**Exercise description:** Copy out the entries below in full and exactly.

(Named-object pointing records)
________________________________________

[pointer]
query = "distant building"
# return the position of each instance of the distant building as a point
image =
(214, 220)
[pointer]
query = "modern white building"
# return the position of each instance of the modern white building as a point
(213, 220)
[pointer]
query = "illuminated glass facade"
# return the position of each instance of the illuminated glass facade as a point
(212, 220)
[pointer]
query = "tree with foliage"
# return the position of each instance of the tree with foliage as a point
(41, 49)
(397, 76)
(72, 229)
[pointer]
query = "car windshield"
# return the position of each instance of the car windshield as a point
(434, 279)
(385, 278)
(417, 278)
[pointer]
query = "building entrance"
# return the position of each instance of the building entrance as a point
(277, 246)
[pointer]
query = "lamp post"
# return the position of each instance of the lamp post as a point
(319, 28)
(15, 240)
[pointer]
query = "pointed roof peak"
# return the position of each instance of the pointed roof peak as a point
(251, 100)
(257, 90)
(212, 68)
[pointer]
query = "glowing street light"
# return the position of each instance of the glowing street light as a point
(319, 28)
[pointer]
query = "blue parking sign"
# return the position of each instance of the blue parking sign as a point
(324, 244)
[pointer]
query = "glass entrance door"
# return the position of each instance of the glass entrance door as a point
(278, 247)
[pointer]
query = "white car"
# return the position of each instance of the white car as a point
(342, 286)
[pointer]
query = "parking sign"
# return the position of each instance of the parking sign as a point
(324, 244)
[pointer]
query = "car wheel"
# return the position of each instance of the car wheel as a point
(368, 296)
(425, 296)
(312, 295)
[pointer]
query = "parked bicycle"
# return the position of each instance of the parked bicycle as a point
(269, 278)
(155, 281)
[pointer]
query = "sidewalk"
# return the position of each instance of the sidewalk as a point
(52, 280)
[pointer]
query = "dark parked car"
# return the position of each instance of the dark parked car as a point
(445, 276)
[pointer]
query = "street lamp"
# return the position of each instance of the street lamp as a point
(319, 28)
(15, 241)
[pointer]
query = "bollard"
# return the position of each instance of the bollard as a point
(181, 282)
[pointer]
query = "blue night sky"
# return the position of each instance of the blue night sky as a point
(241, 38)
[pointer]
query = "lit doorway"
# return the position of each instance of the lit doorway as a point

________________________________________

**Result:**
[pointer]
query = "distant building"
# return the position of each instance of the distant building as a point
image =
(214, 220)
[pointer]
query = "modern white building"
# return the position of each instance of the modern white building as a point
(213, 220)
[pointer]
query = "illuminated glass facade"
# return the position of each instance of the illuminated glass facade as a point
(212, 220)
[pointer]
query = "tree with foliage"
# return the position of each instance of the tree with foliage as a point
(41, 49)
(397, 76)
(72, 229)
[pointer]
query = "car windshield"
# return the position of each instance of the car windshield as a point
(434, 279)
(385, 278)
(417, 278)
[pointer]
query = "building entrance"
# return the position of each instance of the building entrance as a point
(277, 246)
[pointer]
query = "lamp post"
# return the position of each instance of the lamp post as a point
(319, 28)
(15, 240)
[pointer]
query = "pointed roof peak"
# return the position of each instance of the pointed roof peak as a point
(251, 100)
(257, 90)
(212, 68)
[pointer]
query = "glowing street light"
# return the position of each instance of the glowing street light as a point
(319, 28)
[pointer]
query = "blue parking sign"
# return the position of each instance of the blue parking sign as a point
(324, 244)
[pointer]
query = "glass entrance door"
# return the position of each instance of the glass entrance door as a point
(278, 247)
[pointer]
query = "white car"
# return the position of each instance of the white car as a point
(342, 286)
[pointer]
query = "parking sign"
# return the position of each instance of the parking sign as a point
(324, 244)
[pointer]
query = "car wheel"
# return the position of each instance of the car wheel as a point
(368, 296)
(425, 296)
(312, 295)
[pointer]
query = "parked bicycle"
# return the position of each instance of the parked bicycle as a point
(269, 278)
(155, 281)
[pointer]
query = "sidewalk"
# return the position of each instance of the sidewalk as a point
(52, 280)
[pointer]
query = "dark parked car"
# return the position of each instance of the dark parked car as a point
(445, 276)
[pointer]
query = "street lamp"
# return the position of each instance of the street lamp as a point
(319, 28)
(15, 241)
[pointer]
query = "bollard"
# return the position of each instance of the bollard as a point
(181, 282)
[pointer]
query = "blue night sky"
# return the position of each instance of the blue night sky as a point
(241, 38)
[pointer]
query = "lit doorway"
# return the position of each instance of the lit doorway as a point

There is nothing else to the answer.